►
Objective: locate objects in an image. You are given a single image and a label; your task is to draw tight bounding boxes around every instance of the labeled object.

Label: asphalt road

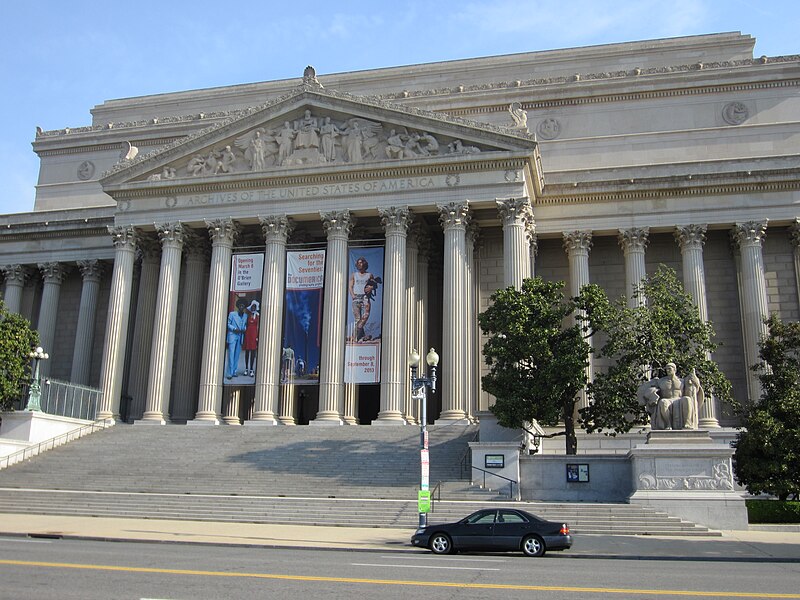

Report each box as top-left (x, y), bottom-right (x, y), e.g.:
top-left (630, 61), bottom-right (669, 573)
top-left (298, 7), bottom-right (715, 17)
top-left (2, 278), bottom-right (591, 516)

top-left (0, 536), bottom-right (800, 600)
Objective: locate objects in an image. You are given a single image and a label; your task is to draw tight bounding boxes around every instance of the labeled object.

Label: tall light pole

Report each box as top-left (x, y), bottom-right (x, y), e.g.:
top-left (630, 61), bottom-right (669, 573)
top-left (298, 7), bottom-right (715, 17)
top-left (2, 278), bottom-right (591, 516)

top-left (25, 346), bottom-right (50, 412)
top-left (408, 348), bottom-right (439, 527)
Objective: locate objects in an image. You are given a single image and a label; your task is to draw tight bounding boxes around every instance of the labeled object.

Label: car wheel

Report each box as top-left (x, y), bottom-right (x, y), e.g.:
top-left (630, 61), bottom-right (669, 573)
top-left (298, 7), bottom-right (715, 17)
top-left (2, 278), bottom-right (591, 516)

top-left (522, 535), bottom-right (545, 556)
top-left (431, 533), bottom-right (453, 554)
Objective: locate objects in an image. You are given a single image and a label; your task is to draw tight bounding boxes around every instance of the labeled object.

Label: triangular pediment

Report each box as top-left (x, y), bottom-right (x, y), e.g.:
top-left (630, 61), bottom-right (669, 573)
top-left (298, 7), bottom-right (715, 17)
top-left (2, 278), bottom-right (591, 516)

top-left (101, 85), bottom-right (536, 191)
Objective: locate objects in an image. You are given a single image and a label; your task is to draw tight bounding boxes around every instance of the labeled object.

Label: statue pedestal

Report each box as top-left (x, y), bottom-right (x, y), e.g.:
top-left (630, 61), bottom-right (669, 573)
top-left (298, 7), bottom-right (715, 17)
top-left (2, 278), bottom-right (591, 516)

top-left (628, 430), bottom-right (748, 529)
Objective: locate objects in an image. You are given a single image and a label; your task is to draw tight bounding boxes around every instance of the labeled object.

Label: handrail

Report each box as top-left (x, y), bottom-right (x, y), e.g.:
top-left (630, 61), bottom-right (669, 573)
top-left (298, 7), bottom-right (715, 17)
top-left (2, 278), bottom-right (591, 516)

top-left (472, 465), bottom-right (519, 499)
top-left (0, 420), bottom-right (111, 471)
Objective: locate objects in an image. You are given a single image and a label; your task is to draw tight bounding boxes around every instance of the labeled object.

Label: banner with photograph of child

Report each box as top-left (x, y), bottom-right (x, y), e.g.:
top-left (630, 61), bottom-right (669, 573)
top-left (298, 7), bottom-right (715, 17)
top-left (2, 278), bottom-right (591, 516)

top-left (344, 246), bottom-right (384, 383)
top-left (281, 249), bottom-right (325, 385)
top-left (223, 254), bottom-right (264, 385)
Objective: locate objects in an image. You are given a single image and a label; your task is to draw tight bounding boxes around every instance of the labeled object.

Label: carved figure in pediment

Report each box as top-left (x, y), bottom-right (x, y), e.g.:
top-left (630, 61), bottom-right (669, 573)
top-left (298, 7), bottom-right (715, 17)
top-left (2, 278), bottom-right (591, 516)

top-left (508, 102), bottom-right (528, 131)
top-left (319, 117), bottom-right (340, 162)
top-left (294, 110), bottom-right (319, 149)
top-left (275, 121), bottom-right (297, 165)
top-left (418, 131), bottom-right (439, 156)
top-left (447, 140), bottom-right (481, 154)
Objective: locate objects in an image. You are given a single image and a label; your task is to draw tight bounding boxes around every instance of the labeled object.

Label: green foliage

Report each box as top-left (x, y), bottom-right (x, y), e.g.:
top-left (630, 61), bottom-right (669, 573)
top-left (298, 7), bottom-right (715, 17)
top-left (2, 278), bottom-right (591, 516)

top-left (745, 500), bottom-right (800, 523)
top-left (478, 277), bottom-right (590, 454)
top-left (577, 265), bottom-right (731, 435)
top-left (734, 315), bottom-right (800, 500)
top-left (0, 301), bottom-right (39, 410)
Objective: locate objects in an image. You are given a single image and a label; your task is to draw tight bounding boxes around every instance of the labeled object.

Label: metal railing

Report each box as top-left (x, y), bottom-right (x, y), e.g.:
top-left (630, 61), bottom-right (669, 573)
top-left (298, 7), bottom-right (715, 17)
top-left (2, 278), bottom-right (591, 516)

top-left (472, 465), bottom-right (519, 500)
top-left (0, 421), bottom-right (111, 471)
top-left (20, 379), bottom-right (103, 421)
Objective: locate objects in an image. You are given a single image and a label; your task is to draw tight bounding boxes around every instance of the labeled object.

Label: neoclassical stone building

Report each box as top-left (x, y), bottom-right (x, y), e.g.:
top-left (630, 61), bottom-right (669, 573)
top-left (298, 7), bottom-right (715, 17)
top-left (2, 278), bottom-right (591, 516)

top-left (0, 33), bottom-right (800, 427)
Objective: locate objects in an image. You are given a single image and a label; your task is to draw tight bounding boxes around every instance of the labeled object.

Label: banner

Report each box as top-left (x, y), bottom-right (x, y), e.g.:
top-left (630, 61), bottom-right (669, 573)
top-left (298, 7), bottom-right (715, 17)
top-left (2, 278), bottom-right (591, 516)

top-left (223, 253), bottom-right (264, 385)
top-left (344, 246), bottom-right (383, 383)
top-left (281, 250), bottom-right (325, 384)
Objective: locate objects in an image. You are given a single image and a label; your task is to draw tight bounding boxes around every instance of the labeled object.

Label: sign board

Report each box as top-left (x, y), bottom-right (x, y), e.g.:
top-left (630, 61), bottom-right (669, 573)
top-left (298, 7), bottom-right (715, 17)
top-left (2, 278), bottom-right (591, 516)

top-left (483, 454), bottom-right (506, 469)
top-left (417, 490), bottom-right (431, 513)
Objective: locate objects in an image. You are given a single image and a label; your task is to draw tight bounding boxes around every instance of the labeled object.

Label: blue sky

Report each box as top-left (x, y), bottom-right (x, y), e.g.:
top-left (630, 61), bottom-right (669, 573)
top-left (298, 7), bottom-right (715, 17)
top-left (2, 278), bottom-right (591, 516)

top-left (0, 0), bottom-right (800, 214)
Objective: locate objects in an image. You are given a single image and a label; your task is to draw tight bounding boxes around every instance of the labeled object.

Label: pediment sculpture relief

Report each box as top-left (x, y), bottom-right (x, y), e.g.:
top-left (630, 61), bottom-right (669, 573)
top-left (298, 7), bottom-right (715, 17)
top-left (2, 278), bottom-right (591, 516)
◄
● **Exercise brief**: Render each line of the data above as a string in a JSON list, one string per line, skipping blank lines. Omit the pictures.

● **Exercise output**:
[
  "Objective: locate objects in an image. You are given a single image and a label; your task is to draw tight bounding boxes around every instance of the labeled object.",
  "Label: asphalt road",
  "Report each box as top-left (x, y), bottom-right (x, y), e.g.:",
  "top-left (630, 61), bottom-right (669, 573)",
  "top-left (298, 7), bottom-right (715, 17)",
  "top-left (2, 278), bottom-right (591, 516)",
  "top-left (0, 536), bottom-right (800, 600)",
  "Objective: locate objects in an image. You are given a single image and a label; your task is to draw tight bounding boxes around every instance of the labeled object.",
  "Label: tall light pole",
  "Report each box as top-left (x, y), bottom-right (x, y), e.g.:",
  "top-left (630, 61), bottom-right (669, 573)",
  "top-left (298, 7), bottom-right (715, 17)",
  "top-left (2, 278), bottom-right (591, 516)",
  "top-left (25, 346), bottom-right (50, 412)",
  "top-left (408, 348), bottom-right (439, 527)",
  "Objective: locate objects in an image. You are given a single image and a label; your task is to draw tight bounding boxes around every instance of the labeled object.",
  "Label: car wheel",
  "Report each box as top-left (x, y), bottom-right (x, y), e.g.:",
  "top-left (630, 61), bottom-right (669, 573)",
  "top-left (298, 7), bottom-right (715, 17)",
  "top-left (2, 278), bottom-right (591, 516)",
  "top-left (522, 535), bottom-right (545, 556)",
  "top-left (431, 533), bottom-right (453, 554)",
  "Objective: locate objects in an image. You are given a single image and a label; your task is to draw tight bounding boxes around every instance of the labeled object.",
  "Label: triangular pediment",
  "Report each box as top-left (x, y), bottom-right (x, y), e.g.:",
  "top-left (630, 61), bottom-right (669, 573)",
  "top-left (298, 7), bottom-right (715, 17)",
  "top-left (2, 278), bottom-right (591, 516)",
  "top-left (101, 85), bottom-right (536, 191)",
  "Objective: locate objects in an image. You are given a single image and a label; your task is to draw tight bounding boxes around every instance of the labeled object.",
  "Label: statue pedestal",
  "Report each box as top-left (x, y), bottom-right (x, y), e.g.:",
  "top-left (630, 61), bottom-right (669, 573)",
  "top-left (298, 7), bottom-right (715, 17)",
  "top-left (2, 278), bottom-right (591, 516)",
  "top-left (628, 430), bottom-right (748, 529)",
  "Objective: locate objects in an image. You are given a single image and a label; your task is to draw tight bounding boxes around every instance of the labeled object.",
  "Label: handrail",
  "Report each box as top-left (x, y), bottom-right (x, y), e.g.:",
  "top-left (630, 61), bottom-right (669, 573)",
  "top-left (298, 7), bottom-right (715, 17)",
  "top-left (2, 278), bottom-right (591, 516)",
  "top-left (472, 465), bottom-right (519, 499)",
  "top-left (0, 420), bottom-right (111, 471)",
  "Objective: locate objects in an image. You are given a single image and a label; your task is to draw tight bounding boxes around every instance of the labeled object.",
  "Label: banner with photograph of child",
  "Report each box as top-left (x, y), bottom-right (x, y), e.g.:",
  "top-left (630, 61), bottom-right (669, 573)",
  "top-left (298, 7), bottom-right (715, 17)",
  "top-left (2, 278), bottom-right (591, 516)",
  "top-left (344, 246), bottom-right (384, 383)",
  "top-left (281, 249), bottom-right (325, 385)",
  "top-left (223, 254), bottom-right (264, 385)",
  "Objective: locate objects in an image. You are given a single image and a label; your task is to draw tight bounding boxes around every instance of the labeled object.",
  "Label: carved figure in pediment",
  "Report each box as top-left (x, y), bottom-right (x, y), e.g.:",
  "top-left (630, 61), bottom-right (669, 573)",
  "top-left (298, 7), bottom-right (715, 17)",
  "top-left (2, 278), bottom-right (591, 516)",
  "top-left (508, 102), bottom-right (528, 131)",
  "top-left (319, 117), bottom-right (340, 162)",
  "top-left (294, 110), bottom-right (319, 149)",
  "top-left (275, 121), bottom-right (297, 165)",
  "top-left (418, 131), bottom-right (439, 156)",
  "top-left (447, 140), bottom-right (481, 154)",
  "Objective: locate objects in an image. You are given a single image and a label; your task is to draw tight bounding boxes around every instance of the labeled object.",
  "Label: green foliage",
  "Report each box as top-left (x, y), bottom-right (x, y), e.g.:",
  "top-left (630, 61), bottom-right (669, 573)",
  "top-left (298, 7), bottom-right (715, 17)",
  "top-left (2, 278), bottom-right (591, 516)",
  "top-left (745, 500), bottom-right (800, 523)",
  "top-left (478, 277), bottom-right (590, 454)",
  "top-left (577, 265), bottom-right (731, 435)",
  "top-left (734, 315), bottom-right (800, 500)",
  "top-left (0, 301), bottom-right (39, 410)",
  "Objective: locate objects in an image. You are given a single image and a label; your task is to draw tight bounding boxes around every instance of the labeled object.",
  "Label: metal railing",
  "Report each box as top-left (x, y), bottom-right (x, y), e.g.:",
  "top-left (630, 61), bottom-right (669, 573)",
  "top-left (298, 7), bottom-right (715, 17)",
  "top-left (2, 278), bottom-right (591, 516)",
  "top-left (472, 465), bottom-right (519, 500)",
  "top-left (0, 421), bottom-right (111, 471)",
  "top-left (20, 379), bottom-right (103, 421)",
  "Objective: locate objects in an image. You are given a single image and a label; your task is to draw tight bounding boxes around every instance of the labeled object.",
  "Label: neoclassical stone building",
  "Report each box as top-left (x, y), bottom-right (x, y), e.g.:",
  "top-left (630, 61), bottom-right (669, 573)",
  "top-left (298, 7), bottom-right (715, 17)",
  "top-left (2, 278), bottom-right (591, 516)",
  "top-left (0, 33), bottom-right (800, 427)",
  "Objective: locate objects in an image. You are given a single image and a label; your task is to draw tight bounding boxes around every instance of the labeled object.",
  "Label: banner",
  "Report each box as top-left (x, y), bottom-right (x, y), e.g.:",
  "top-left (630, 61), bottom-right (669, 573)",
  "top-left (298, 7), bottom-right (715, 17)",
  "top-left (2, 278), bottom-right (591, 516)",
  "top-left (223, 253), bottom-right (264, 385)",
  "top-left (344, 246), bottom-right (383, 383)",
  "top-left (281, 250), bottom-right (325, 384)",
  "Objective: locate objects in an image. You are given a single image and a label; your task is to draw tight bounding boxes around every instance of the labeled object.",
  "Label: sign board",
  "Report each box as top-left (x, y), bottom-right (x, y), e.g.:",
  "top-left (630, 61), bottom-right (669, 573)",
  "top-left (298, 7), bottom-right (715, 17)",
  "top-left (2, 278), bottom-right (591, 516)",
  "top-left (483, 454), bottom-right (506, 469)",
  "top-left (417, 490), bottom-right (431, 513)",
  "Objective: locate objects in an image. You are given a single image and a label; your task is to draw tight bounding boxes around every instance of the labeled object.",
  "Label: blue sky",
  "Report each box as top-left (x, y), bottom-right (x, y), e.g.:",
  "top-left (630, 61), bottom-right (669, 573)",
  "top-left (298, 7), bottom-right (715, 17)",
  "top-left (2, 278), bottom-right (591, 516)",
  "top-left (0, 0), bottom-right (800, 214)",
  "Objective: locate objects in an image. You are given a single image and a label; your task is to draw tight bounding boxes around every instance of the labeled object.",
  "Label: pediment sculpture relief",
  "Report each box as top-left (x, y), bottom-right (x, y), e.g.:",
  "top-left (630, 61), bottom-right (669, 573)",
  "top-left (298, 7), bottom-right (715, 17)",
  "top-left (2, 278), bottom-right (591, 516)"
]